* [What you have to do]: Each line below is to be repeated exactly; any picture is to be left out.

* [Material provided]:
□ □ □ □ □
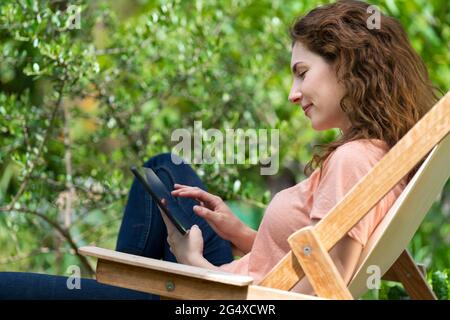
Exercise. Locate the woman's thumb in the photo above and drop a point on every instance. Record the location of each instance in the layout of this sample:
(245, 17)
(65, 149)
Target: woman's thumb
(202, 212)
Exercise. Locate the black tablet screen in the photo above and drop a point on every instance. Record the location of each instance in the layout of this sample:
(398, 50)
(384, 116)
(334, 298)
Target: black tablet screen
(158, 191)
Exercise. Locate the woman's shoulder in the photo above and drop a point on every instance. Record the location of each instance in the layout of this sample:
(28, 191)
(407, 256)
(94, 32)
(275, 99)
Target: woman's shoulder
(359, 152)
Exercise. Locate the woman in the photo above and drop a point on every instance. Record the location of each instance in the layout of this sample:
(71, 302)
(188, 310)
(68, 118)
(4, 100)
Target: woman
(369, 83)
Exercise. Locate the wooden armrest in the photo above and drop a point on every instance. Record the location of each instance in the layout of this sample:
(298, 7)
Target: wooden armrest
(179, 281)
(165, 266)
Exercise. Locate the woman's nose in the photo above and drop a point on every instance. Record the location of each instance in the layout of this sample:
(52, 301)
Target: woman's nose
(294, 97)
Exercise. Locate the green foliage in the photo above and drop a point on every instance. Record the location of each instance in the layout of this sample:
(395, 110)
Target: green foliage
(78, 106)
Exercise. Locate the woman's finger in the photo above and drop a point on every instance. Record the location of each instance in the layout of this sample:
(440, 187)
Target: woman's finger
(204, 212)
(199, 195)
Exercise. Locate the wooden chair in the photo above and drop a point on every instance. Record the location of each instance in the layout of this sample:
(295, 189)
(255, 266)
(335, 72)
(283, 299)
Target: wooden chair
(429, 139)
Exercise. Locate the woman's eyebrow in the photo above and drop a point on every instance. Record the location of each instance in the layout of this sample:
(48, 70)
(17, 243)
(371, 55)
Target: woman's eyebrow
□ □ □ □ □
* [Solution to the problem]:
Exercise. Locate the woman's thumb in the photo above and drop a point on every instance. Record the location of each instance in the layout of this sample:
(245, 17)
(65, 149)
Target: woman's thumb
(202, 212)
Exercise. Locate the black tablet screen in the photo above and drop a point on every instance. Record the location of each instance in the layout of this sample:
(398, 50)
(384, 116)
(334, 298)
Target: black tablet screen
(158, 191)
Exercise. Locate the woman's shoulder in the photo above and drop a point on every instance. Record the location of each instance in the layout of this sample:
(28, 191)
(407, 256)
(94, 32)
(275, 99)
Target: woman's shoulder
(359, 152)
Exercise. Locate the woman in the photo above and drop a point on every instance. Record the location of each instance in the layout of this sample:
(71, 302)
(188, 310)
(68, 118)
(4, 100)
Target: woman
(369, 83)
Exercise. Locate the wooden armrest in the photo above and drop a point on every instance. Record the location of each instance in the layout of this sample:
(298, 7)
Target: wooden armrest
(179, 281)
(165, 266)
Exercise. Locate the woman's nose in the photo above and drop a point on every instance. Record the location of each instance in the layout of this sample:
(52, 301)
Target: woman's nose
(294, 97)
Exercise. Locate the green foliage in the photo above and drop a point on every instance. Record the location of each instance in the layout of this sample:
(395, 110)
Target: green foliage
(78, 106)
Exercise. Locate the woman's finger in the photo above and drop a point on every instance. Record the location of each instance in the layout of this sample:
(440, 187)
Target: woman's finger
(204, 212)
(199, 195)
Exercise. Locate the wooden chair in the photo above and drop a point on every instance. Record the location of each instance in the layout of this sample:
(295, 189)
(255, 266)
(335, 72)
(283, 299)
Target: wooden chair
(429, 139)
Exercise. Locate the woman's eyebrow in the photo above and drop a point on every instance. Record the location of each instance in the layout of this sample:
(48, 70)
(17, 243)
(371, 55)
Target: woman's eyebrow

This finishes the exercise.